(Segmentation labeling items)

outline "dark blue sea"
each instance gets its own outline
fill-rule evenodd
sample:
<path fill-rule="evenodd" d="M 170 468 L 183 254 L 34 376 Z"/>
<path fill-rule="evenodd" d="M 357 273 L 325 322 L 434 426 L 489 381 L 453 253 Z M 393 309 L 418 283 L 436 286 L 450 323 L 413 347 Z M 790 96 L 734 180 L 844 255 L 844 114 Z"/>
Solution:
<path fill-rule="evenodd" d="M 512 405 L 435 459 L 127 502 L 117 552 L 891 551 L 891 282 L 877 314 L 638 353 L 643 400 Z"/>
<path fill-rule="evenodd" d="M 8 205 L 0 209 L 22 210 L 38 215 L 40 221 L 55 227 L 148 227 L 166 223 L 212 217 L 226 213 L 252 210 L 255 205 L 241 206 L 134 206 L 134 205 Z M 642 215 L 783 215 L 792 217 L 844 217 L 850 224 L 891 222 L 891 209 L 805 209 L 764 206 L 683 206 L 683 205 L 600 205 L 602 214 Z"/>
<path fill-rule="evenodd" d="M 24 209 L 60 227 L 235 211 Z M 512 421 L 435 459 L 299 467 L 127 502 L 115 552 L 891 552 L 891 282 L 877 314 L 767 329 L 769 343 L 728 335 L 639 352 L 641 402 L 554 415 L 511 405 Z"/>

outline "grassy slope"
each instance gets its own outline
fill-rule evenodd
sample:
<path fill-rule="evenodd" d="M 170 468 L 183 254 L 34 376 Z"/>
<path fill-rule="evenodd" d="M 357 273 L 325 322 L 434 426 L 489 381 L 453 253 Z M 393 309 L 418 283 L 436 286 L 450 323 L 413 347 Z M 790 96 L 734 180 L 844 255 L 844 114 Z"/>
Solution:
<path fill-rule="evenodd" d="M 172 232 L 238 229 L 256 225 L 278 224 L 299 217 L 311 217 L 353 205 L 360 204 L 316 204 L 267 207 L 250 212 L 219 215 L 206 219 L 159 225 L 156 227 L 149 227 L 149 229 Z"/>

● **Challenge**
Copy every line of the records above, character for character, with nothing changed.

● **Output below**
outline "dark blue sea"
each instance gets its own outline
fill-rule evenodd
sample:
<path fill-rule="evenodd" d="M 170 468 L 183 254 L 34 376 Z"/>
<path fill-rule="evenodd" d="M 357 273 L 325 322 L 434 426 L 489 381 L 453 253 Z M 393 309 L 418 283 L 436 286 L 450 323 L 413 347 Z M 790 96 L 734 180 L 844 255 L 844 114 Z"/>
Solution:
<path fill-rule="evenodd" d="M 512 405 L 435 459 L 127 502 L 117 552 L 891 551 L 891 282 L 877 314 L 638 353 L 643 400 Z"/>
<path fill-rule="evenodd" d="M 8 205 L 0 209 L 22 210 L 38 215 L 40 221 L 55 227 L 148 227 L 166 223 L 212 217 L 226 213 L 252 210 L 255 205 L 241 206 L 134 206 L 134 205 Z M 642 215 L 783 215 L 792 217 L 844 217 L 850 224 L 891 222 L 891 209 L 805 209 L 764 206 L 683 206 L 683 205 L 600 205 L 602 214 Z"/>
<path fill-rule="evenodd" d="M 24 209 L 60 227 L 235 211 Z M 512 421 L 435 459 L 299 467 L 127 502 L 115 552 L 891 552 L 891 282 L 877 314 L 767 329 L 769 343 L 728 335 L 639 352 L 641 402 L 554 415 L 511 405 Z"/>

outline "grassy slope"
each instance gets its own outline
fill-rule evenodd
sample:
<path fill-rule="evenodd" d="M 170 468 L 183 254 L 34 376 Z"/>
<path fill-rule="evenodd" d="M 357 273 L 325 322 L 434 426 L 489 381 L 453 253 Z M 393 309 L 418 283 L 436 286 L 450 323 L 413 347 Z M 790 96 L 734 180 L 844 255 L 844 114 Z"/>
Solution:
<path fill-rule="evenodd" d="M 172 232 L 238 229 L 256 225 L 278 224 L 299 217 L 311 217 L 353 205 L 360 204 L 316 204 L 267 207 L 250 212 L 219 215 L 206 219 L 159 225 L 156 227 L 149 227 L 149 229 Z"/>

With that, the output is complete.